(Строки, выбранные из подборки):
● ● ● ● ● ● ●
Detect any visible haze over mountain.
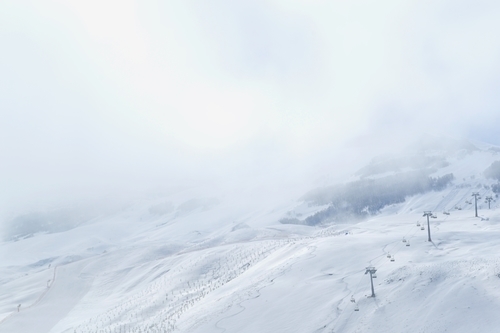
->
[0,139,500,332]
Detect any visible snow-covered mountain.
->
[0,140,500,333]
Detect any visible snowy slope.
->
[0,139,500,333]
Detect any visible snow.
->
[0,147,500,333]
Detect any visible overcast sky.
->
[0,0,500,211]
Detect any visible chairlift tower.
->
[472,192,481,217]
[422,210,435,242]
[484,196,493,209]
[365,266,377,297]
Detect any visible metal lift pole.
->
● ● ● ● ● ● ●
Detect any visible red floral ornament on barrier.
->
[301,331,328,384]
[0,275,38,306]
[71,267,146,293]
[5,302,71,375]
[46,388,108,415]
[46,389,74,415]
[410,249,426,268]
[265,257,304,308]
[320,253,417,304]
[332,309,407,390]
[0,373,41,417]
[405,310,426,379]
● ● ● ● ● ● ●
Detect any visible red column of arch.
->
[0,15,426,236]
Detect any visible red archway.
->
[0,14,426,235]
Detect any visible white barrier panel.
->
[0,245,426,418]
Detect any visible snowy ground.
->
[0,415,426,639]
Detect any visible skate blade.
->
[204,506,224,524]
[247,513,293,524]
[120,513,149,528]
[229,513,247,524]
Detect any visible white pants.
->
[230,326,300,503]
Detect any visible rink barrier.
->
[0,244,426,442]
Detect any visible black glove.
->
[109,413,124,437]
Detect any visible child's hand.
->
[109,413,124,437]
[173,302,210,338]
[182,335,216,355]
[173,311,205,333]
● ● ● ● ● ● ●
(ЗАДАНИЕ): Перепишите часть, которая открывается строкой с «Detect any visible white barrier panel.» и закрывается строкой с «[0,244,426,442]». Замените в ней «snowy ground» на «snow-covered ground», а всё остальное оставьте как есть.

(РЕШЕНИЕ):
Detect any visible white barrier panel.
->
[0,245,426,418]
Detect any visible snow-covered ground.
->
[0,415,426,639]
Detect any visible skate blade.
->
[204,506,224,524]
[247,513,293,524]
[120,513,149,528]
[229,513,247,524]
Detect any visible white pants.
->
[230,326,300,503]
Detect any visible rink barrier.
->
[0,244,426,442]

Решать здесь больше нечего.